Happy Holidays
The visit to New York
City and the Microsoft Windows XP digital gallery
was great, surpassing all expectations!!!
Visitors to the gallery were skilled
in computers, knowledgeable of computer video editing, and interested in seeing
what Movie Maker and Photo Story could do... they were
pretty impressed, and went home eager to try them. We had long
stimulating sessions.
Bernadette was with me on the trip,
and we both wanted to get a first hand update
on the city we grew up in... and hadn't been back for a
visit in over 20 years. When I went to the gallery, she
visited a couple museums. We had enough time to see some of the
sights together. We stayed at the
Iroquois hotel on 44th Street, a block from Times Square with its 24hr per
day Starbucks, a mile from the gallery on 22nd Street, and a mile from 26th
Street and 10th Avenue where I lived until I was 23... but too far
from Bernadette's childhood home in the Bronx.
Bernadette took
515 still pix (5 megapixel camera), and I
shot 178 minutes of digital video (all widescreen). Here's
a 4-1/4 minute holiday video greeting collage from them... click the link or the
image.
There's a new touch that I worked on
when editing it, how to do a regular transition to or from a
custom image overlay... you may or may not notice the results as
you watch it the first time. Hopefully they're smooth enough that you won't.
I'll give you a hint... the first one starts at the 41 second
point.
I'd like to share the 'how-to' for
such use of image overlays.
Issue #81 focused on the timeline of
a holiday video project, a bit similar to this video, so I'll limit the project
details to my tweaking the overlays. But, with much more footage taken in
New York, I'll add an overview of my methods of marking tapes, making
notes, capturing and collecting project files, making the projects, and
cleaning things up when done.
... before getting into it, here
are a couple notes...
Notes...
The gallery
and long weekend in New York City were great!! A
number of very interested and skilled people showed up, and we had a long
engaging show-and-tell session. Movie Maker and Photo Story did everything they
asked to see, and showed themselves off well. No-one was shy when it came
to asking for info, and beyond asking, wanting to see it done.
Having attended both the
San Francisco and New York galleries, I'd say that interest in still pictures
exceeds interest in video by about 10 to 1. If you want to introduce others
to this software, start with Photo Story and then ease them into Movie
Maker. No matter how easy it is to use Movie Maker, the process of movie
editing intimidates most people.
----
• [PROBLEM TO WORK ON] Can you pick up the account of the New York gallery trip and keep writing from its final sentence?
----
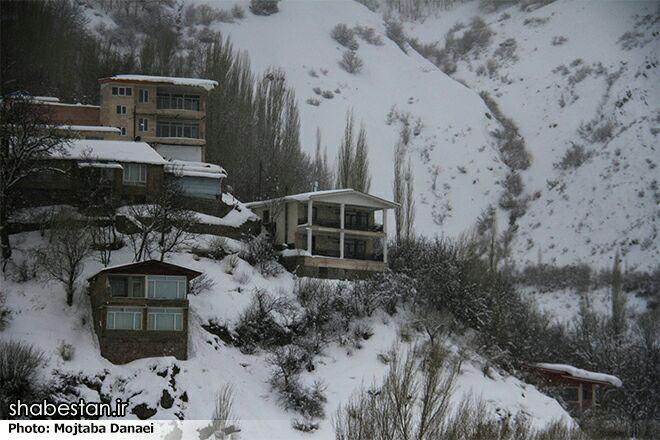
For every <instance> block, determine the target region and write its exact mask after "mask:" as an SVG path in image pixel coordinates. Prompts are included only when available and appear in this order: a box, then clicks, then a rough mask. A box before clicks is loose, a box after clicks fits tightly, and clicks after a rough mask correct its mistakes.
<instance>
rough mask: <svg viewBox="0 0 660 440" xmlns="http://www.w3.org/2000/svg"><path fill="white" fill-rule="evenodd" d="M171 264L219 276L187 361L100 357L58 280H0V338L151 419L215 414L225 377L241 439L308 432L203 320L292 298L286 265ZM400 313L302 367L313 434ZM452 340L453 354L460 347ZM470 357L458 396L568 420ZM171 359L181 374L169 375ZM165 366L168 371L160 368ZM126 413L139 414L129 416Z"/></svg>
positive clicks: (376, 382) (80, 313)
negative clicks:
----
• [OUTPUT OF THE EXERCISE]
.... on to
the main topic...
a
Holiday Video...
It was an especially busy
week. On Tuesday night, back home from New York, I still didn't have a
topic for this newsletter. So I did what I do so often, look at what I'm so
busy doing and write about it. As soon as the suitcases were unpacked, I
was engrossed in looking at the pictures and video. I had already cataloged the
footage and wanted to do something quickly with some of it... Christmas was
less than a week away, and an online holiday greeting video couldn't wait
much longer. I decided to do the greeting and newsletter together.
Here's an overview of the
process used to make the video...
Cataloging the
video...
I number each
tape as I start to use it... I added some footage to a previously
used tape #92DV, used all of new tapes #93DV and #94DV, and got a bit more
than half way through new tape #95DV. The tapes are marked only with their
number. The tape is numbered to know what it is, and the tape case
numbered also to know what tape is missing from it.
I had reviewed the tapes and
made notes on the plane ride home...
Movie Maker doesn't use 'Edit
Decision Lists' with specific time code points. I locate scenes
on tapes using the number of minutes remaining on the tape. When
I do a fast forward or reverse, the camcorder shows the remaining minutes on the
tape. Noting the nearest number as I scan the tape is good enough for me and
Movie Maker to find it. The tapes start at minus 62 or 63 minutes.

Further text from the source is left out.